(What the task requires):
Write out the entries exactly, leaving out every picture.

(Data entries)
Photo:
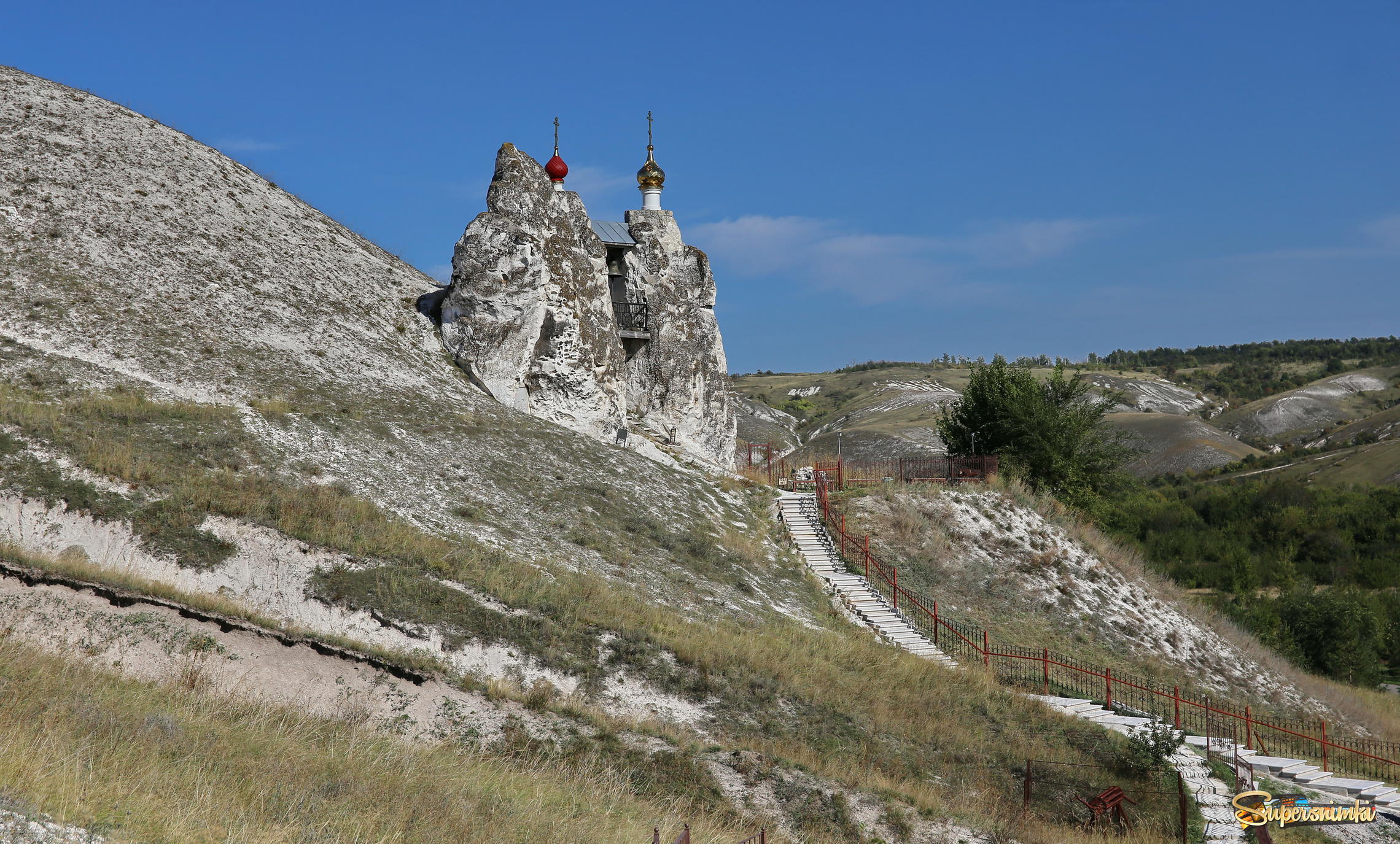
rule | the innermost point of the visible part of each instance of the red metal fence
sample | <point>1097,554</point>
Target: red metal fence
<point>1051,672</point>
<point>843,473</point>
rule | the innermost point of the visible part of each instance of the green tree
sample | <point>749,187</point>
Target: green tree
<point>1051,433</point>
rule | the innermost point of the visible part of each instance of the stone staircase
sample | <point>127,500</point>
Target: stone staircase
<point>1213,797</point>
<point>803,522</point>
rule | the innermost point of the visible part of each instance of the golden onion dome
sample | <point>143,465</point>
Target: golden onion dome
<point>651,176</point>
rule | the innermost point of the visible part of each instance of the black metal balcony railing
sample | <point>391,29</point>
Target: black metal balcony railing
<point>632,317</point>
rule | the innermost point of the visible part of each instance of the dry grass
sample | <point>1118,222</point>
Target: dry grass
<point>1368,711</point>
<point>831,700</point>
<point>164,763</point>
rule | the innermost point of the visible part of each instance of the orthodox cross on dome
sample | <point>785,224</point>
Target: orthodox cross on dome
<point>556,168</point>
<point>650,178</point>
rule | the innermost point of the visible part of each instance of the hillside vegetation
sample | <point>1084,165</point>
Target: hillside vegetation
<point>273,570</point>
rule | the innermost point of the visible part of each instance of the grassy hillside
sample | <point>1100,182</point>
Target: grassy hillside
<point>214,393</point>
<point>1316,409</point>
<point>884,411</point>
<point>1178,444</point>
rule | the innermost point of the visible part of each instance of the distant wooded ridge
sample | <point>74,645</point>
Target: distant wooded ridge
<point>1366,352</point>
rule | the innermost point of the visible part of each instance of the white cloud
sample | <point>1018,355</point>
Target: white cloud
<point>1385,233</point>
<point>884,266</point>
<point>1382,236</point>
<point>247,145</point>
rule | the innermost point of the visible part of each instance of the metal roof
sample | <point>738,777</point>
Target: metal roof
<point>612,233</point>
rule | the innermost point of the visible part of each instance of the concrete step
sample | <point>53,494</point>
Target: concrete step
<point>1363,788</point>
<point>1297,769</point>
<point>1273,763</point>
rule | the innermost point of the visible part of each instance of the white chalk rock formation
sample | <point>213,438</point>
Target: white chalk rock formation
<point>678,381</point>
<point>531,317</point>
<point>527,317</point>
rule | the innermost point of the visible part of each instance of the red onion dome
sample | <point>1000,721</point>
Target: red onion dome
<point>556,168</point>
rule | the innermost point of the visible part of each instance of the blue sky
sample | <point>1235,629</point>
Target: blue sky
<point>873,181</point>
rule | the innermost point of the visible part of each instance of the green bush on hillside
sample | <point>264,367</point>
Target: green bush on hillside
<point>1051,433</point>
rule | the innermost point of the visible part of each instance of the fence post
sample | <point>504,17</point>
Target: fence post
<point>1181,805</point>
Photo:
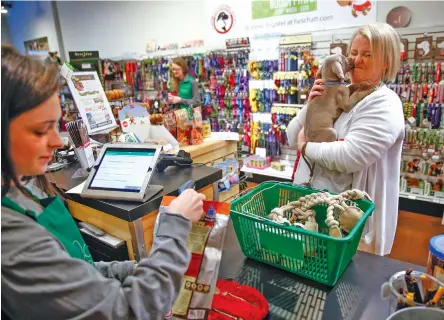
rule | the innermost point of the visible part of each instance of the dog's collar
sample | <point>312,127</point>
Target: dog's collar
<point>331,83</point>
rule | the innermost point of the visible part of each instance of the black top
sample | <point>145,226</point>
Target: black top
<point>171,180</point>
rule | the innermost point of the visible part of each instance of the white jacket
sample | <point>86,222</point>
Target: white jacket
<point>368,158</point>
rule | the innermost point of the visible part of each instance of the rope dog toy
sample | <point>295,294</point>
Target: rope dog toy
<point>301,211</point>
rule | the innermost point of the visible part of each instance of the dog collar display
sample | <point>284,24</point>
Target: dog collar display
<point>331,83</point>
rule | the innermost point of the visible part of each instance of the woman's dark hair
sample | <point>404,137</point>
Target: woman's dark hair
<point>26,83</point>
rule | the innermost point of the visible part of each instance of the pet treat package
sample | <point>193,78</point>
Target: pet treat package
<point>169,121</point>
<point>197,136</point>
<point>184,127</point>
<point>206,242</point>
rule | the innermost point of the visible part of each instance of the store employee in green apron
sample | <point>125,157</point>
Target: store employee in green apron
<point>185,88</point>
<point>47,269</point>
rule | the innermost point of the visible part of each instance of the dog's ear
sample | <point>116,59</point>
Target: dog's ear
<point>319,73</point>
<point>337,70</point>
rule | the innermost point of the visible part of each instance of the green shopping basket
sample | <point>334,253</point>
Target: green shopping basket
<point>313,255</point>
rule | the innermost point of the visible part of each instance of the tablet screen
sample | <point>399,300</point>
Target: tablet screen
<point>123,169</point>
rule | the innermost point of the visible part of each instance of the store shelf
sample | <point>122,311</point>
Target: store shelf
<point>270,172</point>
<point>227,196</point>
<point>421,198</point>
<point>287,105</point>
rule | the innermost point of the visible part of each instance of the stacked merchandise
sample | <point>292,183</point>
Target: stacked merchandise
<point>421,89</point>
<point>278,88</point>
<point>225,99</point>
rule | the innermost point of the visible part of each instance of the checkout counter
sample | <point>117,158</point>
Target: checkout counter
<point>130,222</point>
<point>357,294</point>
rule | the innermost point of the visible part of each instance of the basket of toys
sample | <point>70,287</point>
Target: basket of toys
<point>308,232</point>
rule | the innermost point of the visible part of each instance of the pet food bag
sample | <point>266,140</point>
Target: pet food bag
<point>205,241</point>
<point>184,127</point>
<point>197,133</point>
<point>169,121</point>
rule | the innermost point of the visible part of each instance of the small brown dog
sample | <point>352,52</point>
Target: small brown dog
<point>324,110</point>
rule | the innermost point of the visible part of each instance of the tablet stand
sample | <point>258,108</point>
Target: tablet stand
<point>151,191</point>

(Solution to the problem):
Photo:
rule | the innermost point of the visible part of each instance of the red metal fence
sample | <point>1097,554</point>
Target: red metal fence
<point>1051,672</point>
<point>843,473</point>
rule | the innermost point of the visible part of each instance of the green tree
sample | <point>749,187</point>
Target: green tree
<point>1051,433</point>
rule | the innermost point of the visible part of each instance of the stone staircase
sample | <point>127,500</point>
Target: stone staircase
<point>1213,797</point>
<point>803,522</point>
rule | the innermost point of the visible part of each instance of the golden onion dome
sample | <point>143,465</point>
Target: golden onion dome
<point>651,176</point>
rule | the innermost point of the visible part of each instance of the black metal balcony railing
sample | <point>391,29</point>
Target: black metal balcony railing
<point>632,317</point>
rule | the innermost point of the visible part of each instance of the dry grass
sample | <point>1118,222</point>
Target: dry grass
<point>1368,711</point>
<point>831,700</point>
<point>164,763</point>
rule | the innermost point of the visible part of each instance of the orthodox cross on dome
sample | <point>785,224</point>
Target: orthodox cross on dome
<point>556,168</point>
<point>650,178</point>
rule | the innermost point of the visible part of each instance of the hillside vegetation
sample | <point>1084,165</point>
Target: hillside vegetation
<point>273,570</point>
rule | the innermost point of the visible part of each instance of the grassy hillside
sample | <point>1100,182</point>
Target: grassy hillside
<point>214,393</point>
<point>1316,409</point>
<point>884,411</point>
<point>1178,444</point>
rule | the innermost point of the visible part of each instance of the distant wooded ridge
sample | <point>74,645</point>
Target: distant wooded ridge
<point>1366,352</point>
rule | the innermost point of the visible part of each instance of the white cloud
sample | <point>1018,355</point>
Target: white cloud
<point>1385,233</point>
<point>884,266</point>
<point>1382,236</point>
<point>247,145</point>
rule | the innermost point of the visible part of each instance of the metal roof
sample | <point>738,777</point>
Target: metal roof
<point>612,233</point>
rule | the innermost point of the visible part of each instance of the concrete step
sample | <point>53,494</point>
Target: concrete step
<point>1363,788</point>
<point>1297,769</point>
<point>1273,763</point>
rule | the innermost point of the visible part of each instance of the white chalk rock formation
sample | <point>213,438</point>
Target: white chalk rock formation
<point>678,381</point>
<point>531,317</point>
<point>527,317</point>
rule | the innermost point of the visible part of each instance of the red onion dome
sample | <point>1000,721</point>
Target: red onion dome
<point>556,168</point>
rule | the innermost point of the visible part of each instance of the blue sky
sample | <point>1235,629</point>
Target: blue sky
<point>873,181</point>
rule | the innermost point of the visible part of each instance of the green bush on hillside
sample | <point>264,367</point>
Target: green bush on hillside
<point>1051,433</point>
rule | the innermost point of the visible part of each instance of the fence post
sample | <point>504,17</point>
Target: fence post
<point>1181,805</point>
Photo:
rule | the innermost point of the visible part of each instance of the dog's collar
sample | <point>312,127</point>
Target: dog's collar
<point>331,83</point>
rule | the innermost point of the visible part of each instance of the black top
sample | <point>145,226</point>
Target: black top
<point>171,180</point>
rule | the innermost point of the visible part of each instance of the white jacket
sample | <point>86,222</point>
Target: white jacket
<point>368,158</point>
rule | the innermost point of the visible part of each instance of the rope dog toy
sample | <point>295,294</point>
Target: rope dog toy
<point>301,211</point>
rule | the innermost point of the visible part of each instance of the dog collar display
sample | <point>284,24</point>
Target: dog collar display
<point>331,83</point>
rule | the innermost point of the visible part of each instance of the woman's dark hair
sample | <point>404,137</point>
Target: woman's dark hair
<point>26,83</point>
rule | the innermost point of the visible part of each instance of the pet treat package
sample | <point>193,78</point>
Target: pet treat package
<point>169,121</point>
<point>197,136</point>
<point>184,127</point>
<point>206,242</point>
rule | the innermost point of the visible part of each instance of the store employee in green apron
sample | <point>125,157</point>
Target: store employee in green apron
<point>185,88</point>
<point>47,269</point>
rule | the innermost point of the visible part of each instance of the dog's ear
sample | <point>116,59</point>
Target: dog's ear
<point>319,73</point>
<point>337,70</point>
rule | the innermost point of the visible part of each instance of the green shopping basket
sample | <point>334,253</point>
Target: green shopping basket
<point>313,255</point>
rule | the innermost point of the visible part of each instance of the tablet screen
sample | <point>399,300</point>
Target: tablet screen
<point>123,169</point>
rule | the innermost point of the visible part of each instance of the store shelf
sample | <point>122,311</point>
Target: store shelf
<point>270,172</point>
<point>227,196</point>
<point>421,198</point>
<point>287,105</point>
rule | the innermost point of the visible part of each instance of the stacked merchandise
sample | <point>292,183</point>
Target: stacked merchandise
<point>421,89</point>
<point>278,88</point>
<point>225,99</point>
rule | the innermost point of the visible part of each instance of the checkout counter
sample | <point>117,158</point>
Target: checkout counter
<point>130,222</point>
<point>357,294</point>
rule | the innermost point of the visible part of each instance of the basket of toys
sample | <point>70,287</point>
Target: basket of toys
<point>308,232</point>
rule | the innermost point of the visible part of each instance of the pet food bag
sample | <point>266,140</point>
Target: pet food bag
<point>205,241</point>
<point>184,127</point>
<point>197,133</point>
<point>169,121</point>
rule | the innermost point of the visible part of each instance of the small brown dog
sample | <point>352,52</point>
Target: small brown dog
<point>324,110</point>
rule | the innermost point of the visible part of each instance of the tablet stand
sample | <point>258,108</point>
Target: tablet stand
<point>151,191</point>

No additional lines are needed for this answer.